··· Texto
Domingo de la Santisima Trinidad -Ciclo C-

            
             “Estamos en paz con Dios, por medio de nuestro Señor Jesucristo, porque el amor de Dios ha sido derramado en nuestros corazones con el Espíritu Santo que se nos ha dado”. Así el apóstol san Pablo, escribiendo a los cistianos de Roma, resumía el contenido de la fe en Dios, uno y trino, que profesamos los que nos llamamos cristianos. Pero, en la realidad en medio de la cual vivimos, confesarse cristiano y actuar según el evangelio de Jesús se hace cada vez más problemático. En efecto, la técnica, el progreso, el consumo y el bienestar ocupan preferentemente el pensamiento y el deseo de los hombres, reduciendo cada vez más el espacio que podría ser reservado para Dios.

            Quien conoce la historia de la humanidad sabe bien que, a lo largo de los siglos, los pueblos han rendido homenaje a divinidades de todo tipo. La Biblia, que los cristianos hemos heredado del pueblo israelita y que consideramos como palabra revelada de Dios, cuenta las vicisitudes del culto del único Dios, creador del universo. Como afirmamos los cristianos, el Dios único de Israel, ha enviado a su Hijo para que se hiciese hombre y ofreciese a los hombres poder ser hijos de Dios, enseñándoles que la plenitud de la voluntad divina se encuentra expresada en el precepto del amor. Este ha sido el mensaje que la Iglesia cristiana ha intentado comunicar a la humanidad, con más o menos éxito.
······
(Acciones a realizar)
1 – Según el texto sobre la Santísima Trinidad, ¿qué ocupa preferentemente el pensamiento y el deseo de los hombres?
2 – Reproduce de forma literal el fragmento del texto sobre la Santísima Trinidad que va desde "Quien conoce la" hasta "o menos éxito.", ambos incluidos.
··· Datos proporcionados
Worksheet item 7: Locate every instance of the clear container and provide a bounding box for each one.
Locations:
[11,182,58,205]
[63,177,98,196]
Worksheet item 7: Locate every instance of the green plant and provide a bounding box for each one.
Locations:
······
(Respuestas)
1 – La técnica, el progreso, el consumo y el bienestar.

2 –
Quien conoce la historia de la humanidad sabe bien que, a lo largo de los siglos, los pueblos han rendido homenaje a divinidades de todo tipo. La Biblia, que los cristianos hemos heredado del pueblo israelita y que consideramos como palabra revelada de Dios, cuenta las vicisitudes del culto del único Dios, creador del universo. Como afirmamos los cristianos, el Dios único de Israel, ha enviado a su Hijo para que se hiciese hombre y ofreciese a los hombres poder ser hijos de Dios, enseñándoles que la plenitud de la voluntad divina se encuentra expresada en el precepto del amor. Este ha sido el mensaje que la Iglesia cristiana ha intentado comunicar a la humanidad, con más o menos éxito.